# Obviously NOT HerfnTerf Approved



## capttrips (Jun 25, 2012)

I was in the B&M last night for an event when a customer comes in wanting to return his humidor. He had bought it, taken it home, seasoned it and it had developed mold. It happens sometimes. I wish I had my cellphone to record the events that happened next. We opened the humidor, pulled out the tray, and low and behold we found the reason for the sporey outbreak......this idiot had tossed baby carrots and 2 romaine (I guess iceberg wouldn't work) leaves in the bottom. :rotfl:I'm sorry, but I laughed so hard I had to leave the room. Apparently a friend had told him this was a great way to season your humidor. Sure it is, if you want a fricking salad. What made it even worse was this guy was adamant that it was a defect in the humidor and had nothing to do with the decaying vegetable matter in the bottom. Add to that each humidor comes with detailed seasoning instructions and they sell seasoning packs and you have a winner. Guys like this give me hope that I am truly NOT the dumbest person on the planet. We all started somewhere, but to quote football legend Keyshawn Johnson, COME ON MAN!!


----------



## zephead61 (Apr 18, 2012)

OMG!:banghead:


----------



## k-morelli (Jun 22, 2011)

> Dataset extract
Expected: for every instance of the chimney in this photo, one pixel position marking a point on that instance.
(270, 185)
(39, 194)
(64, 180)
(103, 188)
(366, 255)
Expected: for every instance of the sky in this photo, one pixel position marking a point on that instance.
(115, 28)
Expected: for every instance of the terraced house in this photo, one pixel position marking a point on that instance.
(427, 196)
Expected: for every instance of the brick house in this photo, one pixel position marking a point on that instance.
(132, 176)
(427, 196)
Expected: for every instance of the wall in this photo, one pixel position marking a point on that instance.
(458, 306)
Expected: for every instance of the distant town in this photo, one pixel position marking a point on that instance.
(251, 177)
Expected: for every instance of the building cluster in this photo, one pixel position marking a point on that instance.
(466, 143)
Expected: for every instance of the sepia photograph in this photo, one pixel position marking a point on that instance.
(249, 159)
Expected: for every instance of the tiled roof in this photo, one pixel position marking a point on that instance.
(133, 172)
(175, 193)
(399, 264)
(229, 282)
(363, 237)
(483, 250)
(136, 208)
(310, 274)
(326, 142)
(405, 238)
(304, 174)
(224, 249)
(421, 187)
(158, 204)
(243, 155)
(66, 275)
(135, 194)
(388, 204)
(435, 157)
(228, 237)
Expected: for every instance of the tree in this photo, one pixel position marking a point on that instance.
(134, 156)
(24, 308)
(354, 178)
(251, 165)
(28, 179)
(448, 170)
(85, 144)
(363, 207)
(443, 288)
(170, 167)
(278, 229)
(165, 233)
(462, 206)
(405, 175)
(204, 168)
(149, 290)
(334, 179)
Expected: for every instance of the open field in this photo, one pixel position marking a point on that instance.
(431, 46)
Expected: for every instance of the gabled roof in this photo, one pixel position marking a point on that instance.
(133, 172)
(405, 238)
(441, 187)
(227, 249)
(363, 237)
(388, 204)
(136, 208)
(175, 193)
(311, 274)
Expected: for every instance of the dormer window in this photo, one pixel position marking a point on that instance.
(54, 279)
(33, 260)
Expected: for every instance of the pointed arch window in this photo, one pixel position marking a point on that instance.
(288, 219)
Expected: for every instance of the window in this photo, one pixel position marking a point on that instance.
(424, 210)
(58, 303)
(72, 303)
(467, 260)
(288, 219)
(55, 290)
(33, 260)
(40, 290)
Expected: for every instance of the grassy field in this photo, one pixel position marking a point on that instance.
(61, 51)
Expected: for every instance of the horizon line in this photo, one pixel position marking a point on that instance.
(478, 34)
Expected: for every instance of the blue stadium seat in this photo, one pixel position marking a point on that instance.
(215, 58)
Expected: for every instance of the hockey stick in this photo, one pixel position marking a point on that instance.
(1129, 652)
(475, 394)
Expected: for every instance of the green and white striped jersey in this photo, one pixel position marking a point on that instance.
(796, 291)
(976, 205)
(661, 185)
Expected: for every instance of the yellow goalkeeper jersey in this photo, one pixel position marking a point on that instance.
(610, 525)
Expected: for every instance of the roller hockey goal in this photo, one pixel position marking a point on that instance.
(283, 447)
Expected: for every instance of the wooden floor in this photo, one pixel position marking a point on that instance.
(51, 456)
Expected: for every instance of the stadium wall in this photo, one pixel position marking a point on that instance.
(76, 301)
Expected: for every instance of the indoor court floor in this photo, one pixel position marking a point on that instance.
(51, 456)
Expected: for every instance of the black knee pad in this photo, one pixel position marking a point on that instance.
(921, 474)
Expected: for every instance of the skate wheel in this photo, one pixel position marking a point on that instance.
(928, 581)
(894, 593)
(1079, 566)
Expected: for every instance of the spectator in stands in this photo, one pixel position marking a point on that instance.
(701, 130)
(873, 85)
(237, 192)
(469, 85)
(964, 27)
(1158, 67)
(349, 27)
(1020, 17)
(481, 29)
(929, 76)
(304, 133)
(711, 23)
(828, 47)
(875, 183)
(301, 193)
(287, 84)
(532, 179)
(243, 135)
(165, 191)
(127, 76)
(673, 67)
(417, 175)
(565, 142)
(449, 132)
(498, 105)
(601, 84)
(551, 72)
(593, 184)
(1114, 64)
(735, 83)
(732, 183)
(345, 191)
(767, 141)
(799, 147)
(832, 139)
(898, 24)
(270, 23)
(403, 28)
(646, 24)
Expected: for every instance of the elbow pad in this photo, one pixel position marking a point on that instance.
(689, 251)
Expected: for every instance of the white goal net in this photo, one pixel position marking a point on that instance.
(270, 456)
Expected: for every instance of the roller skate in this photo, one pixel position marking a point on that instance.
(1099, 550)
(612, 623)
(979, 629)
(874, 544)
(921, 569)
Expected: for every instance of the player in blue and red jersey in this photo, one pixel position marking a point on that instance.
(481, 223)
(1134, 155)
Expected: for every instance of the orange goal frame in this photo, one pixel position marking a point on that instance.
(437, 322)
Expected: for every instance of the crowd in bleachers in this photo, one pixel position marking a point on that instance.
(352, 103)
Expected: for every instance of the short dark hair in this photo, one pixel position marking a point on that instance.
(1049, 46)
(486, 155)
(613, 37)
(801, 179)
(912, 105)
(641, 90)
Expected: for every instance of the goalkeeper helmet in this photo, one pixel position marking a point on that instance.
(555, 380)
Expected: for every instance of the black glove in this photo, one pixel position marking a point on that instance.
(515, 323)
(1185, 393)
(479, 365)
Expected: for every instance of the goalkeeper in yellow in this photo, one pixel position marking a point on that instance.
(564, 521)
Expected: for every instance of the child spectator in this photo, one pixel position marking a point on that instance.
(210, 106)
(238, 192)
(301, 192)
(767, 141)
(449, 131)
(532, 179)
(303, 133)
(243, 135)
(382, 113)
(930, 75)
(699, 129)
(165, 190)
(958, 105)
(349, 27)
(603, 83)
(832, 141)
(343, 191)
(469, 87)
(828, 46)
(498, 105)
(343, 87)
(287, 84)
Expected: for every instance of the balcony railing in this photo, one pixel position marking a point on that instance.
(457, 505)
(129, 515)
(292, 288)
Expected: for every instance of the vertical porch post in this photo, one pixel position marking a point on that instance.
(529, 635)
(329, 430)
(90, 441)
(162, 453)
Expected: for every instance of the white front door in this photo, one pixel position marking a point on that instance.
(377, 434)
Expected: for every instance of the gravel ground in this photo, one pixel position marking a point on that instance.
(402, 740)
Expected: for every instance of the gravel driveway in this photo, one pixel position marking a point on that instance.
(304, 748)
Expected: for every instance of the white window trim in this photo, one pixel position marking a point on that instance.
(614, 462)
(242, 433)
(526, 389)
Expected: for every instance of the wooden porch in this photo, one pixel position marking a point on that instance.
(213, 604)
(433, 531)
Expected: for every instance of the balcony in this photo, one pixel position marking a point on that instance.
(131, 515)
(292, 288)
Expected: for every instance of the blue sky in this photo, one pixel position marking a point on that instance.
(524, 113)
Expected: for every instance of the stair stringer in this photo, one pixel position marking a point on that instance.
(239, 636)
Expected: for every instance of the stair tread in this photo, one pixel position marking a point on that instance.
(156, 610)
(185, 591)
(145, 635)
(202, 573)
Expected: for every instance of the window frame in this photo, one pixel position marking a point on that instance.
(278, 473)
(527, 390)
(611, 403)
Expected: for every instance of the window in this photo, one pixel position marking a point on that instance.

> Task instructions
1) In the forum thread, what had the customer placed in the bottom of his humidor?
2) Arrange the lines of the records as a Markdown table with the columns Row and Line. Start with the line containing "Expected: for every instance of the blue sky" and go through the last line of the records, including both ends and leaving out blank lines.
The forum thread and the records are unrelated material.

> Task responses
1) Baby carrots and two romaine leaves.

2)
| Row | Line |
|---|---|
| 1 | Expected: for every instance of the blue sky in this photo, one pixel position marking a point on that instance. |
| 2 | (524, 113) |
| 3 | Expected: for every instance of the stair stringer in this photo, one pixel position marking a point on that instance. |
| 4 | (239, 636) |
| 5 | Expected: for every instance of the stair tread in this photo, one pixel position marking a point on that instance. |
| 6 | (156, 610) |
| 7 | (185, 591) |
| 8 | (145, 635) |
| 9 | (202, 573) |
| 10 | Expected: for every instance of the window frame in this photo, one pixel position marking a point on that instance. |
| 11 | (278, 473) |
| 12 | (527, 390) |
| 13 | (611, 403) |
| 14 | Expected: for every instance of the window in this photo, one pixel position marking a point on that instance. |